* Directive
Output the items verbatim from their beginning up to and including the line that contains "(421, 1429)". Leave the pictures out of your answer.

* Data excerpts

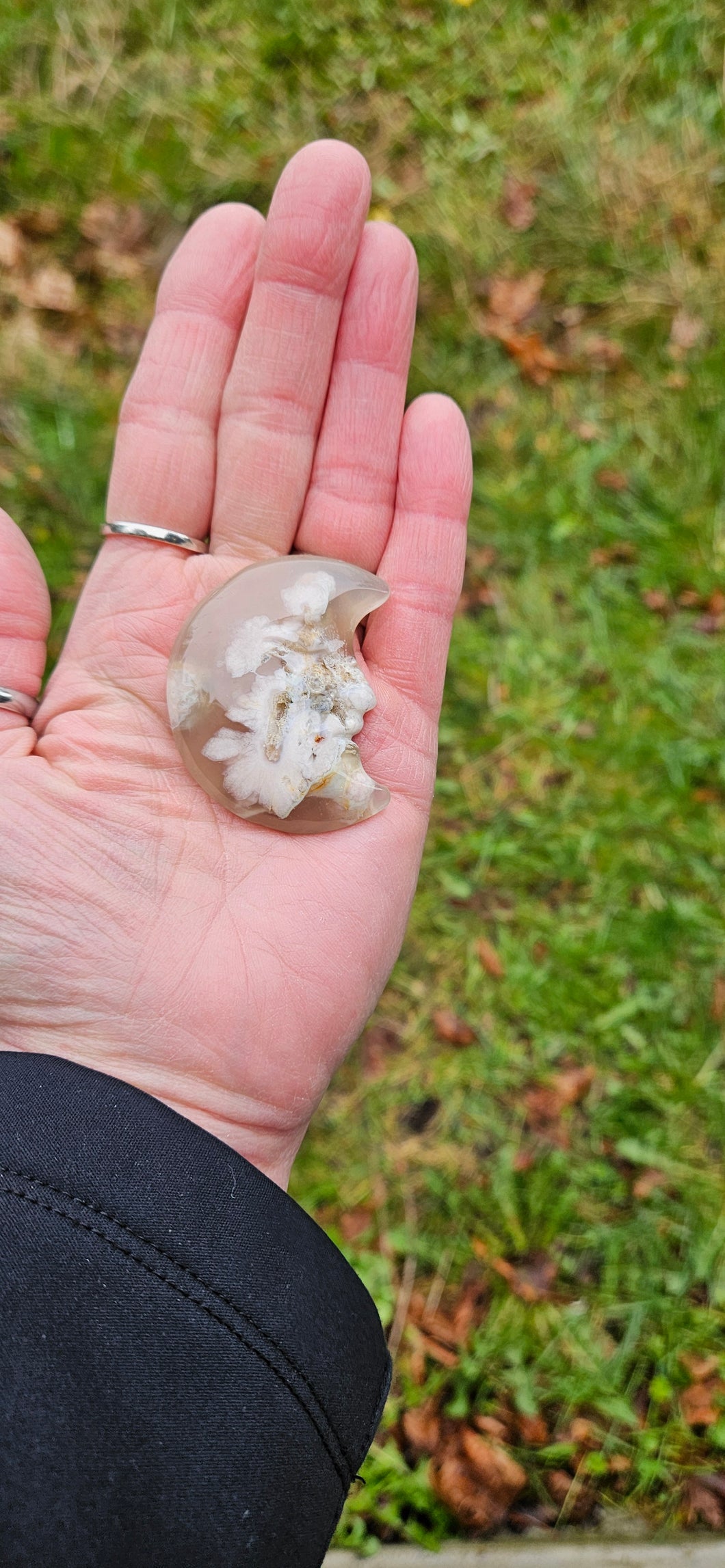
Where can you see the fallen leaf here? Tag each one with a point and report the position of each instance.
(648, 1182)
(545, 1103)
(603, 352)
(532, 1431)
(699, 1368)
(529, 350)
(699, 1405)
(452, 1029)
(355, 1224)
(12, 247)
(717, 1005)
(488, 958)
(40, 223)
(658, 601)
(421, 1429)
(492, 1427)
(51, 289)
(612, 478)
(476, 1479)
(514, 299)
(702, 1502)
(493, 1465)
(685, 333)
(518, 203)
(112, 226)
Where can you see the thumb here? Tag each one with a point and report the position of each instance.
(24, 627)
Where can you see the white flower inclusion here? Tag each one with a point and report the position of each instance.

* Output for this exercise
Where can you see the fallen leaf here? Tag each one with a point and report the position of each instance.
(648, 1182)
(545, 1103)
(603, 352)
(532, 1431)
(699, 1368)
(529, 350)
(699, 1405)
(452, 1029)
(355, 1224)
(12, 247)
(717, 1005)
(488, 958)
(40, 223)
(658, 601)
(421, 1429)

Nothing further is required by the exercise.